Start of Material for this exercise
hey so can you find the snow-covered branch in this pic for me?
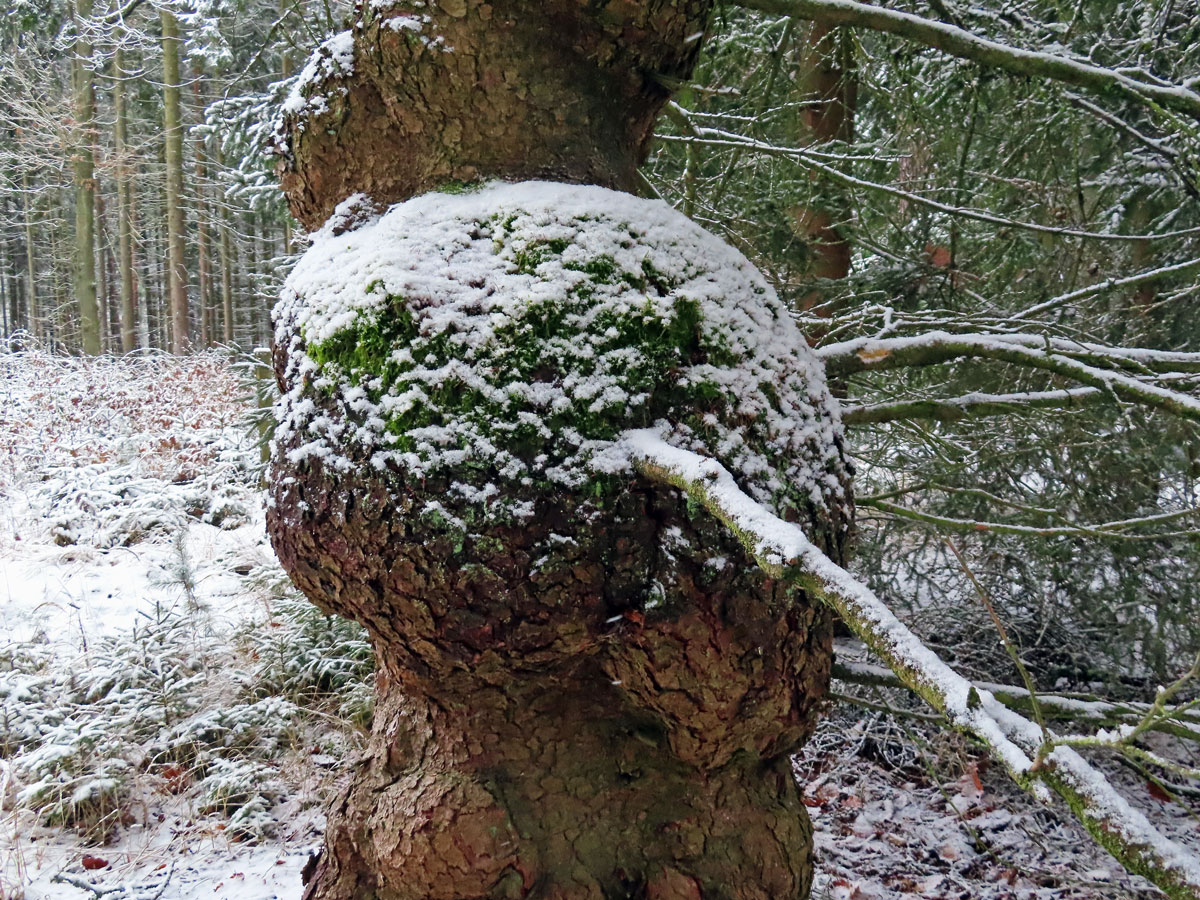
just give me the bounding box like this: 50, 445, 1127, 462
625, 429, 1200, 900
733, 0, 1200, 120
818, 332, 1200, 423
858, 498, 1200, 541
1012, 256, 1200, 321
841, 387, 1103, 425
833, 658, 1200, 745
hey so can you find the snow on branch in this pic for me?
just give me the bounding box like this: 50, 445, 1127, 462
623, 429, 1200, 900
817, 331, 1200, 423
1012, 256, 1200, 321
833, 658, 1200, 745
857, 497, 1200, 541
841, 386, 1103, 424
733, 0, 1200, 120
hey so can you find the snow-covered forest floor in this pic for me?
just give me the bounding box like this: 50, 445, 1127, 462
0, 351, 1194, 900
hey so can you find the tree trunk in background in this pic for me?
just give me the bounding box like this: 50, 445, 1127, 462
271, 3, 847, 898
94, 174, 111, 352
219, 200, 234, 343
72, 0, 101, 355
161, 9, 189, 353
115, 43, 138, 352
193, 68, 213, 347
791, 24, 856, 316
23, 174, 38, 342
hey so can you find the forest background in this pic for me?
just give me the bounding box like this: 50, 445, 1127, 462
2, 0, 1200, 897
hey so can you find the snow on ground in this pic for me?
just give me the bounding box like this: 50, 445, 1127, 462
0, 350, 336, 900
0, 350, 1196, 900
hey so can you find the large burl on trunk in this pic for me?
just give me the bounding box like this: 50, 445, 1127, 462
270, 4, 853, 899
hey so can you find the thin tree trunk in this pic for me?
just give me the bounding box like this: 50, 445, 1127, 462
72, 0, 101, 355
94, 174, 111, 353
115, 43, 139, 352
218, 193, 234, 344
23, 173, 38, 342
1, 223, 10, 338
791, 24, 856, 316
193, 67, 213, 347
161, 9, 189, 353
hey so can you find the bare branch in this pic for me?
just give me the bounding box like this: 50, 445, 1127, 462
832, 658, 1200, 744
858, 498, 1200, 541
817, 332, 1200, 423
655, 130, 1200, 242
1013, 256, 1200, 321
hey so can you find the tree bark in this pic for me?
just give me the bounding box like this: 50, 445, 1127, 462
278, 0, 714, 231
193, 66, 213, 347
790, 23, 855, 315
23, 173, 39, 342
114, 43, 139, 352
161, 8, 189, 353
272, 4, 850, 897
270, 446, 834, 900
72, 0, 101, 355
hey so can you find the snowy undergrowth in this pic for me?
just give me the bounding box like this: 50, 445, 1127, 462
0, 350, 371, 900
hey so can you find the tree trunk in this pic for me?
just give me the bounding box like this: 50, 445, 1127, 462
219, 202, 234, 344
277, 0, 715, 232
193, 67, 213, 348
271, 462, 835, 900
72, 0, 101, 355
94, 167, 112, 353
23, 173, 39, 343
115, 43, 139, 352
272, 4, 850, 898
161, 8, 189, 353
790, 24, 856, 316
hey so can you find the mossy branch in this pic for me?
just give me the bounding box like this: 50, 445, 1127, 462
624, 430, 1200, 900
End of Material for this exercise
Work request —
Every line of the data that includes the word "covered" should be copied.

Response area —
hey so can you find the snow-covered branch in this pic for me?
hey so can you find the snow-covered forest floor in this pic for me?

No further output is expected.